* **Exercise directions**
Here are some records. Copy each one exactly.

..........

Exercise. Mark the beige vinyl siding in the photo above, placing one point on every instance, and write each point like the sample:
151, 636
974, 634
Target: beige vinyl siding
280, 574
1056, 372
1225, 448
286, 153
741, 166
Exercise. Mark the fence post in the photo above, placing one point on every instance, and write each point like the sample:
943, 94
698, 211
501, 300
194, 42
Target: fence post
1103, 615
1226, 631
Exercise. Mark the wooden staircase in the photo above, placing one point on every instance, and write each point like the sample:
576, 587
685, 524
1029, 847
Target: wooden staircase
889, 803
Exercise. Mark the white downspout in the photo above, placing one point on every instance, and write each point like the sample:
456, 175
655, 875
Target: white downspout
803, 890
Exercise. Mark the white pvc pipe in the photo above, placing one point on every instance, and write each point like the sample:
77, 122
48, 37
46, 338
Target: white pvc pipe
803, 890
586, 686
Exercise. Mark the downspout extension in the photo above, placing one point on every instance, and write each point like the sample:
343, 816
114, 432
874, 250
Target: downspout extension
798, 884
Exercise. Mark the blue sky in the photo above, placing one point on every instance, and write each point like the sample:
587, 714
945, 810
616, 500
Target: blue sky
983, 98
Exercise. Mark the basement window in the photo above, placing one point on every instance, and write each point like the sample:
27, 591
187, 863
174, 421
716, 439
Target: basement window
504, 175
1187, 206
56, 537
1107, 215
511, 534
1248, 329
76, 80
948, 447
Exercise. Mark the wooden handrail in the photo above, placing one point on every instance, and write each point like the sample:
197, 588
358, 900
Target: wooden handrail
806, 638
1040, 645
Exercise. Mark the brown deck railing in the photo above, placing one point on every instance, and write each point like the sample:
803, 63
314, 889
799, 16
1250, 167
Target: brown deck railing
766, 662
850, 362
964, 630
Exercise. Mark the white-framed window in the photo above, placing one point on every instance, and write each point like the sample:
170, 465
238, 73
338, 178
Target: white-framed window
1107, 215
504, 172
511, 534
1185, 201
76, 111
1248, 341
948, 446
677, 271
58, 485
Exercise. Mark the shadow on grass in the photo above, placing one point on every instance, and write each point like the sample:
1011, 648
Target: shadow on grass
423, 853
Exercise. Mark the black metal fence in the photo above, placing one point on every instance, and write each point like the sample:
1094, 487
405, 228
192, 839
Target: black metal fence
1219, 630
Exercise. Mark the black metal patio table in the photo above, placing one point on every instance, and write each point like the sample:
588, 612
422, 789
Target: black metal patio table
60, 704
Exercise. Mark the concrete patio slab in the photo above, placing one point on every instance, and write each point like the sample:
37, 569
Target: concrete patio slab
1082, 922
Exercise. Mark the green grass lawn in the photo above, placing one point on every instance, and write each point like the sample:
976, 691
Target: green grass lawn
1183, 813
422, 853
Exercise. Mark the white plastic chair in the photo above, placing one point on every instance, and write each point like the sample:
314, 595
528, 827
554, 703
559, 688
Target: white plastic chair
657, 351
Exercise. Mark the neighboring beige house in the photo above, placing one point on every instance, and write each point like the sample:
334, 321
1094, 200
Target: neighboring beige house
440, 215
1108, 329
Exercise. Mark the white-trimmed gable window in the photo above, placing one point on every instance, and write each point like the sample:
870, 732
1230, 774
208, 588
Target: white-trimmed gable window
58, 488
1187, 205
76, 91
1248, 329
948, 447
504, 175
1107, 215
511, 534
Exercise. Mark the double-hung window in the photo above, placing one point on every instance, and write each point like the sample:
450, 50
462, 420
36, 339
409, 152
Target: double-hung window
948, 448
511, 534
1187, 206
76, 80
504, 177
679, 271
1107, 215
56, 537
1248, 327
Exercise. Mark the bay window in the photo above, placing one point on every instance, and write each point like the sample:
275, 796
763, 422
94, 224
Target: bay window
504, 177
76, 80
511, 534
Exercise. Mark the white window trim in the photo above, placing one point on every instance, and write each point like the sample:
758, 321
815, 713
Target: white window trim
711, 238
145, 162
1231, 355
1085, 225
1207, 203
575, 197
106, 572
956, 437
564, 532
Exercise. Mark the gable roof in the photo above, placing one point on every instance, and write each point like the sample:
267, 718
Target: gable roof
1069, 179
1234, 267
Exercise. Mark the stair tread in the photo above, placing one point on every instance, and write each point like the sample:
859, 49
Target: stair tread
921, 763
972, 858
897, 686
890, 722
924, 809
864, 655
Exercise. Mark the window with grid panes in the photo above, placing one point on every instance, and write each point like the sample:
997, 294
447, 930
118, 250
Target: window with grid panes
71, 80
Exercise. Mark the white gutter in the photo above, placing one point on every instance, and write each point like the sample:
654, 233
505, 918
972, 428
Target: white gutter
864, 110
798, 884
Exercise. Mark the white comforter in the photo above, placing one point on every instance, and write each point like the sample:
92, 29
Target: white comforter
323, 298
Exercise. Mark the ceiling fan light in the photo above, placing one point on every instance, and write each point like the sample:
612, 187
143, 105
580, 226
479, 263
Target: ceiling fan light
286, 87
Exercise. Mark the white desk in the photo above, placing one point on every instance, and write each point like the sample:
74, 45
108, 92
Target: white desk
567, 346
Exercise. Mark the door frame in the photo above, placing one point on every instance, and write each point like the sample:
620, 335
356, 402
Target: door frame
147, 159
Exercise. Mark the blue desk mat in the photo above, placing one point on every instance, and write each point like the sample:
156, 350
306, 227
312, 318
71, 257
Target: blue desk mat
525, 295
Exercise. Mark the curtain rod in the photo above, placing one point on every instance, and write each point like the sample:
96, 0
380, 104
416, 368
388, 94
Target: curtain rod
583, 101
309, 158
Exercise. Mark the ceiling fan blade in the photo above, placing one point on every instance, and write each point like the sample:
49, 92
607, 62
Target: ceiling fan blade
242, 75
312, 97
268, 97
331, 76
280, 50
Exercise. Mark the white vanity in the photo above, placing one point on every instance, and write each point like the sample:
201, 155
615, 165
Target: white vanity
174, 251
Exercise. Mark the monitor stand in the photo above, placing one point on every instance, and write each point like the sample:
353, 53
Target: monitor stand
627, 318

..........

* **Written reply**
Exercise. Mark the beige vinyl siding in the photo above, placing one point on every instance, and write each point like the sample:
151, 636
974, 634
Target: beige vinyl siding
280, 574
1056, 372
1225, 448
286, 153
741, 166
Exercise. Mark the fence post in the photo above, placing one point on every instance, and write each point like the sample:
943, 94
698, 211
501, 300
194, 42
Target: fence post
1103, 615
1226, 631
Exercise. Mark the wooden staircase in the photo above, placing one point on every instance, and write each point like the sample:
576, 587
685, 524
1029, 847
Target: wooden staircase
889, 803
Exercise. Mark the white downspout in the photo above, placing one point on every instance, and write each point like the sample:
456, 175
655, 875
Target: white downspout
803, 890
Exercise. Mark the white pvc pipe in the photo above, placing one point on every instance, and write each point like the sample:
77, 122
48, 37
46, 338
Target: white pvc pipe
803, 890
586, 686
Exercise. Mark the downspout extension in the photo above, placing one point on every instance, and write each point like the sample:
343, 816
114, 432
874, 250
Target: downspout extension
798, 884
Exercise. Mark the blue sky in the photo above, placing one point on every instance, and write each point like the sample:
587, 714
945, 810
616, 500
Target: blue sky
983, 98
Exercise. Mark the basement window in the photo above, placing one point on every instance, and write each point like the sample:
27, 591
187, 863
174, 421
716, 439
Target: basement window
504, 175
1187, 206
56, 537
1107, 215
511, 534
1248, 329
76, 80
948, 447
Exercise. Mark the wooden handrail in the photo above, placing one point on every instance, and write each point like the sample:
197, 588
358, 900
Target: wooden handrail
806, 638
1040, 645
Exercise. Mark the brown deck railing in the photo above, placing one point on every instance, and write each point like the sample:
803, 63
314, 889
799, 16
1250, 167
Target: brown deck railing
766, 662
850, 362
964, 630
Exercise. Mark the white-framed window in the photo above, placing one point on every instance, and write each point like the sample:
170, 465
238, 73
338, 178
Target: white-framed window
1107, 215
504, 172
511, 534
1185, 201
76, 111
1248, 341
948, 446
677, 271
58, 485
Exercise. Mark the shadow on grass in the photo above, placing one point on every instance, and write each point like the sample:
1011, 648
Target: shadow on grass
423, 853
Exercise. Mark the black metal fence in the photo above, placing one point on every instance, and write each point like the sample:
1094, 487
405, 228
192, 839
Target: black metal fence
1219, 630
Exercise. Mark the black metal patio table in the photo above, placing one point on every instance, and write each point like the sample:
588, 612
422, 789
Target: black metal patio table
60, 704
Exercise. Mark the concrete patio slab in the photo above, placing one point on every instance, and write each point like the sample:
37, 569
Target: concrete patio slab
1082, 922
Exercise. Mark the green grass lawn in the photo above, placing one point on every instance, and write each point like the sample:
976, 691
Target: green grass lawn
1183, 813
422, 853
Exercise. Mark the white plastic chair in the photo above, placing one point on every instance, and write each point like the sample:
314, 595
528, 827
554, 703
559, 688
Target: white plastic chair
657, 351
Exercise. Mark the neighboring beige house in the photo above, placing one point on every instance, and write each point like the sample:
334, 321
1094, 200
Target: neighboring beige house
440, 215
1108, 329
Exercise. Mark the white-trimmed gable window in the photo above, placing one point on every instance, and write each point like the sample:
870, 732
1230, 774
208, 588
Target: white-trimmed gable window
58, 488
1187, 205
76, 91
1248, 329
948, 447
504, 175
1107, 215
511, 534
Exercise. Mark the double-hung window in the photo above, placing one point on every instance, and write each point like the sample:
450, 50
462, 420
36, 339
409, 152
Target: double-hung window
948, 448
511, 534
1187, 206
76, 80
504, 177
679, 271
1107, 215
56, 537
1248, 327
Exercise. Mark the bay window in the photo above, placing one point on every instance, and write each point like the sample:
275, 796
763, 422
94, 224
Target: bay window
504, 177
76, 80
511, 534
Exercise. Mark the white window trim in the photo above, placing one point on every instance, and write each point like the sample:
758, 321
815, 713
Target: white window trim
711, 238
145, 162
1231, 355
1085, 225
1207, 203
575, 197
106, 572
956, 437
564, 532
Exercise. Mark the gable roof in the photo above, placing one point on every instance, and write each point like the sample:
267, 718
Target: gable roof
1069, 179
1234, 267
Exercise. Mark the stair tread in the photo above, placing one point on every instance, and write each point like the sample:
859, 49
Target: stair tread
921, 763
972, 858
897, 686
890, 722
924, 809
864, 655
Exercise. Mark the window with grid panes in the photo above, placing one point on every instance, and write each point like the sample:
997, 294
447, 930
118, 250
Target: window with grid panes
71, 80
Exercise. Mark the white gutter in the photo above, placing one point on every instance, and write each point like the sample:
654, 233
505, 918
972, 428
Target: white gutter
864, 110
798, 884
Exercise. Mark the white comforter in the photo above, placing one point on every instance, and write each point like the sample:
92, 29
Target: white comforter
323, 298
Exercise. Mark the ceiling fan light in the photo above, placing one point on every instance, and write each point like the sample:
612, 187
143, 105
580, 226
479, 263
Target: ceiling fan light
286, 87
Exercise. Mark the white desk in the photo above, placing one point on every instance, and write each point like the sample:
74, 45
108, 92
Target: white desk
567, 346
Exercise. Mark the door frame in the photo above, placing one point on every instance, and write each point like the sample:
620, 335
356, 402
Target: door frame
147, 159
Exercise. Mark the blue desk mat in the photo above, placing one point on every instance, and write each point like the sample:
156, 350
306, 227
312, 318
71, 257
Target: blue desk mat
525, 295
Exercise. Mark the curtain rod in the photo above, placing one point on every instance, and write each point like the sample:
96, 0
380, 104
416, 368
388, 94
Target: curtain rod
583, 101
309, 158
Exercise. Mark the ceiling fan blade in the photo above, placing one point on every instance, and write each point like the sample:
49, 92
607, 62
Target: ceiling fan blade
242, 75
312, 97
268, 97
331, 76
280, 50
Exercise. Mark the white vanity in the photo above, placing one point on every instance, and write each point like the sample:
201, 155
615, 165
Target: white vanity
174, 251
Exercise. Mark the monitor stand in the photo above, placing one point on every instance, and write each point like the sample:
353, 53
Target: monitor stand
627, 318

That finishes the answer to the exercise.